»»

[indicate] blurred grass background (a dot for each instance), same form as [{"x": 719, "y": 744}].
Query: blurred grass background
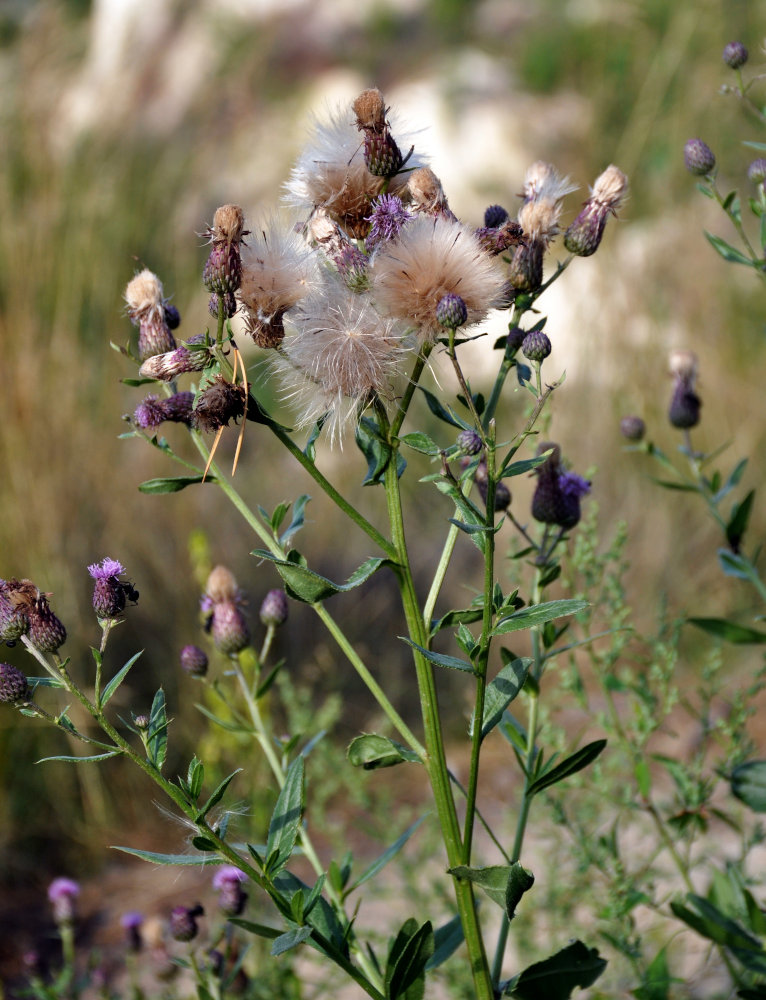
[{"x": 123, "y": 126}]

««
»»

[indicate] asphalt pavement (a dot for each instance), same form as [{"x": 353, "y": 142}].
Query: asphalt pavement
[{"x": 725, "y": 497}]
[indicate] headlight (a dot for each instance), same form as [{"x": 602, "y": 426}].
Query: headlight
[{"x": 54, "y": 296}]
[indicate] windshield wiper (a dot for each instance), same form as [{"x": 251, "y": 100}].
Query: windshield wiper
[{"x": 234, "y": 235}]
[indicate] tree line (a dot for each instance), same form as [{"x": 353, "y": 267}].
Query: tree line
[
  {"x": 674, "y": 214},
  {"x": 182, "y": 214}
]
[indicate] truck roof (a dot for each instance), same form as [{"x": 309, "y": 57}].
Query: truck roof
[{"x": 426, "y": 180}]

««

▸ PROBLEM TO WORK ON:
Find every line in the material above that contains the string "asphalt" and copy each of those lines in full. Case counts when matching.

▸ OUTPUT BELOW:
[indicate] asphalt pavement (a dot for each instance), same form as [{"x": 353, "y": 142}].
Query: asphalt pavement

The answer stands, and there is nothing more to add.